▶ DATA ENTRIES:
---+---
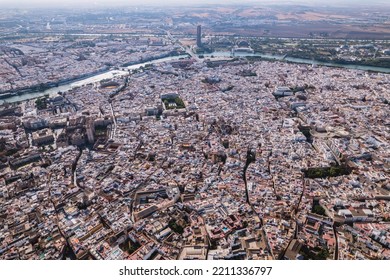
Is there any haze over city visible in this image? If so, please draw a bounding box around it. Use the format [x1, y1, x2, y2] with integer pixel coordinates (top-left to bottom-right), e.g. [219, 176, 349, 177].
[0, 0, 389, 8]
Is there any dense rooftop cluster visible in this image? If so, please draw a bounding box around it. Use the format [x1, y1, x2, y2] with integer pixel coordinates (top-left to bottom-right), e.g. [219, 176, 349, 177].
[0, 55, 390, 259]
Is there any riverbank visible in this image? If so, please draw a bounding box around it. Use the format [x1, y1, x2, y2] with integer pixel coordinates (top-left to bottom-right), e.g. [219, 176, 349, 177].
[0, 52, 188, 105]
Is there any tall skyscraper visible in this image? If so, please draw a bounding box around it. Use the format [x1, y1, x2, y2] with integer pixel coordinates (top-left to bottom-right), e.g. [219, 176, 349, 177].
[196, 25, 202, 48]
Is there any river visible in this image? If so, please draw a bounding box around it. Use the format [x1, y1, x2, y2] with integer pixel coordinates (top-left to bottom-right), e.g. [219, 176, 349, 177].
[0, 51, 390, 104]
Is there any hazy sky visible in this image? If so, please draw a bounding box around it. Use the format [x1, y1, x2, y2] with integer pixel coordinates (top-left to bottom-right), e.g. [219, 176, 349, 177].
[0, 0, 388, 8]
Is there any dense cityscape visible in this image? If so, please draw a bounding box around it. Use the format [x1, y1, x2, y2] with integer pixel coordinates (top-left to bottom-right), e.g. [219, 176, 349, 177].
[0, 2, 390, 260]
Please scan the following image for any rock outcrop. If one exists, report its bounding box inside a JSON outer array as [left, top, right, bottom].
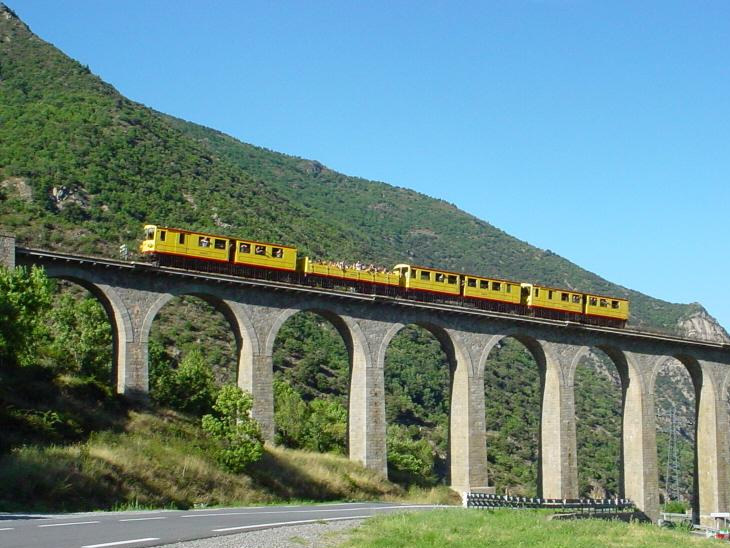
[[678, 303, 730, 343]]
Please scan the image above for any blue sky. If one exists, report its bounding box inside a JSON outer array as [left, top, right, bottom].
[[11, 0, 730, 327]]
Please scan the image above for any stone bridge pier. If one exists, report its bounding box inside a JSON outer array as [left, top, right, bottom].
[[7, 238, 730, 523]]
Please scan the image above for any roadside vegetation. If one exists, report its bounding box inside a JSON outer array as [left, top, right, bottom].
[[341, 509, 723, 548], [0, 8, 701, 508], [0, 268, 458, 511], [0, 269, 691, 509]]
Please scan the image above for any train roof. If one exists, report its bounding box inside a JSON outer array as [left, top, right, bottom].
[[529, 283, 629, 302], [144, 224, 296, 250]]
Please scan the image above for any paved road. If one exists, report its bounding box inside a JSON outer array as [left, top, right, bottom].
[[0, 503, 434, 548]]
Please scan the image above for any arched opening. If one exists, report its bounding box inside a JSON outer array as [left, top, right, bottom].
[[484, 336, 544, 496], [0, 272, 120, 452], [147, 293, 241, 415], [384, 324, 452, 485], [273, 310, 352, 455], [44, 278, 118, 391], [574, 348, 623, 498], [654, 358, 702, 516]]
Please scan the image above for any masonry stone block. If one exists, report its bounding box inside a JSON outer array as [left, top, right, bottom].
[[0, 234, 15, 268]]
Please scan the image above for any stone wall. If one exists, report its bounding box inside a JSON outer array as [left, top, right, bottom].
[[0, 234, 15, 268]]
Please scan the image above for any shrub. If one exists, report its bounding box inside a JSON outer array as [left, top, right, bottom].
[[202, 384, 264, 473], [150, 349, 216, 415]]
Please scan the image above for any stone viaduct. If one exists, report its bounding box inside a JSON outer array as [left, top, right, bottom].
[[0, 238, 730, 523]]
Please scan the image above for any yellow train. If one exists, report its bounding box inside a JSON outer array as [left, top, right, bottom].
[[140, 225, 629, 327]]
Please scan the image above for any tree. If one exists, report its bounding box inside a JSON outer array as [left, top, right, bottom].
[[202, 384, 264, 473], [48, 293, 112, 384], [0, 266, 53, 366], [274, 379, 310, 449], [388, 424, 435, 484], [306, 398, 347, 453], [150, 349, 216, 415]]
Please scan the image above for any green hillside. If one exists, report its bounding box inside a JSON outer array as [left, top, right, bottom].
[[0, 4, 700, 506], [0, 4, 697, 329]]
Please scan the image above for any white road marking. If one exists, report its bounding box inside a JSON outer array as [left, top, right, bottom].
[[81, 538, 160, 548], [180, 504, 430, 518], [38, 521, 101, 527], [212, 516, 372, 532]]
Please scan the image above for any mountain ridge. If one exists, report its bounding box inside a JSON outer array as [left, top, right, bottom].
[[0, 4, 730, 340]]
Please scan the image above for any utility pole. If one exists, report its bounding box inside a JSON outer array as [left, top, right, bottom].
[[664, 405, 679, 501]]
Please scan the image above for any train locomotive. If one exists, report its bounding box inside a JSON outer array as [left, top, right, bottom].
[[140, 225, 629, 327]]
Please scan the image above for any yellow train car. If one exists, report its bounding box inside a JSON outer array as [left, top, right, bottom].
[[584, 293, 629, 327], [233, 238, 297, 272], [140, 225, 297, 272], [522, 283, 583, 318], [140, 225, 230, 263], [393, 264, 462, 296], [463, 274, 522, 305], [297, 257, 400, 287]]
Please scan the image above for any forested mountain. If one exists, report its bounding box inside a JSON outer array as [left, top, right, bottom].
[[0, 7, 724, 336], [0, 4, 726, 504]]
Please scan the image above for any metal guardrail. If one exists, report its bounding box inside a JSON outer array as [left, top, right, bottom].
[[464, 493, 636, 513]]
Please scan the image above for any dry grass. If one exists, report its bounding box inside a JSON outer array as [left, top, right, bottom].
[[0, 412, 444, 511], [342, 509, 722, 548]]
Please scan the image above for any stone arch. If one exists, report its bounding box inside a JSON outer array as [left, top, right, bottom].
[[264, 303, 376, 462], [657, 354, 727, 525], [476, 328, 552, 498], [264, 305, 370, 367], [139, 285, 260, 392], [568, 341, 628, 497], [375, 315, 480, 492], [39, 266, 134, 394]]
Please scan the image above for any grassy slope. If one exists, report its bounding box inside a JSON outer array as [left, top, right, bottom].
[[0, 5, 694, 334], [0, 411, 454, 511], [342, 510, 722, 548]]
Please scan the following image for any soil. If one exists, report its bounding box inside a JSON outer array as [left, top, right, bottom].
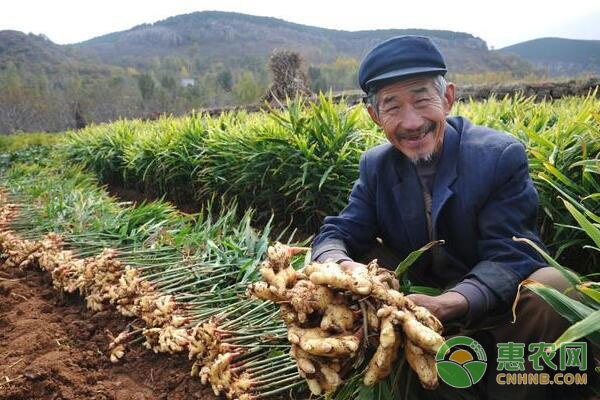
[[0, 264, 216, 400]]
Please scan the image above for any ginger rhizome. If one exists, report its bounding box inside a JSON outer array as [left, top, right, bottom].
[[248, 243, 444, 395]]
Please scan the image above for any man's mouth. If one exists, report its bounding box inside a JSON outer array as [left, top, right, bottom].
[[396, 122, 436, 142]]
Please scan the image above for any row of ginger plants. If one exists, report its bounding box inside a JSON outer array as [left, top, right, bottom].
[[62, 93, 600, 272], [0, 165, 452, 399]]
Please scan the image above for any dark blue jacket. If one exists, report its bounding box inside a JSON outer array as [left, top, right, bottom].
[[312, 117, 544, 320]]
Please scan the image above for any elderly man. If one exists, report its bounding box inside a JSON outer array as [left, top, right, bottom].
[[313, 36, 592, 399]]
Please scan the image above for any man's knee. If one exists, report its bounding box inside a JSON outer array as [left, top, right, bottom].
[[527, 267, 575, 296]]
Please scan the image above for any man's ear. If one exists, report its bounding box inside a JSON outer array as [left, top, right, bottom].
[[444, 82, 456, 115], [367, 104, 381, 127]]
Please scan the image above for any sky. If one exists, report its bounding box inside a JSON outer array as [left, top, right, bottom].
[[0, 0, 600, 48]]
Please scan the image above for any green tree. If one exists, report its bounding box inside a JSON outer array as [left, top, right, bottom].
[[217, 69, 233, 92], [137, 74, 155, 102], [233, 71, 262, 104]]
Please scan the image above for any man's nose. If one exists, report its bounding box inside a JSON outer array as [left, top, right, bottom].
[[400, 107, 425, 132]]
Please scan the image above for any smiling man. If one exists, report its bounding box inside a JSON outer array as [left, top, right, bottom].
[[312, 36, 588, 399]]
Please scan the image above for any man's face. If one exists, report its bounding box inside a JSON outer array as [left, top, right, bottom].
[[369, 77, 454, 162]]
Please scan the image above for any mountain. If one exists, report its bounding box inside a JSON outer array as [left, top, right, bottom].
[[69, 11, 524, 73], [498, 38, 600, 76], [0, 30, 118, 76]]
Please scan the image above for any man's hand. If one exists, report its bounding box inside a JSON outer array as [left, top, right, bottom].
[[340, 260, 367, 273], [407, 292, 469, 322]]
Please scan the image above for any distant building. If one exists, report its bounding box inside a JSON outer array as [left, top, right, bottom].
[[181, 78, 196, 87]]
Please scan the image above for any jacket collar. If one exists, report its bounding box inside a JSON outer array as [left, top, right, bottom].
[[392, 122, 460, 249]]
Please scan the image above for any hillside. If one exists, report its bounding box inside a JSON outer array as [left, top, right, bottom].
[[0, 30, 117, 76], [71, 11, 522, 73], [498, 38, 600, 76]]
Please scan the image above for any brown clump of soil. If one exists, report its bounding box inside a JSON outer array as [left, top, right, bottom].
[[0, 264, 216, 400]]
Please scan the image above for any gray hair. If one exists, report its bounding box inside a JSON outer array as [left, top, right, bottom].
[[365, 75, 448, 116]]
---+---
▶ YOUR INSTRUCTIONS:
Can you repeat the material starting at the line containing "Please scan the image above for any white" and ending at the line containing "[[0, 4, 730, 340]]", substituting "rocky ridge" for "mountain ridge" and keeping everything else the same?

▶ COMPLETED TASK:
Please scan the image above for any white road marking. If one exists, report its bounding box inside a JSON outer array as [left, top, right, bottom].
[[81, 538, 160, 548], [180, 504, 430, 518], [38, 521, 101, 527], [212, 516, 372, 532]]
Please scan the image above for any rocky ridge. If one exists, report its bounding box inside a JSON outer array as [left, top, right, bottom].
[[0, 4, 730, 340]]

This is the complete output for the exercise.